Stated goal =>
Retype each of the records below exactly as it appears, line for line.

Dataset excerpts =>
━━━━━━━━

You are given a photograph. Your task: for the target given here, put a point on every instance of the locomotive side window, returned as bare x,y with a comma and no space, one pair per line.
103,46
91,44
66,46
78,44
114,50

━━━━━━━━

Solution to this task =>
You are given a photograph. Your task: for the target given here, put a point on every instance of the locomotive side window, returned as bare x,y with a comma and no space, one pair per line.
103,46
91,44
66,46
78,44
114,50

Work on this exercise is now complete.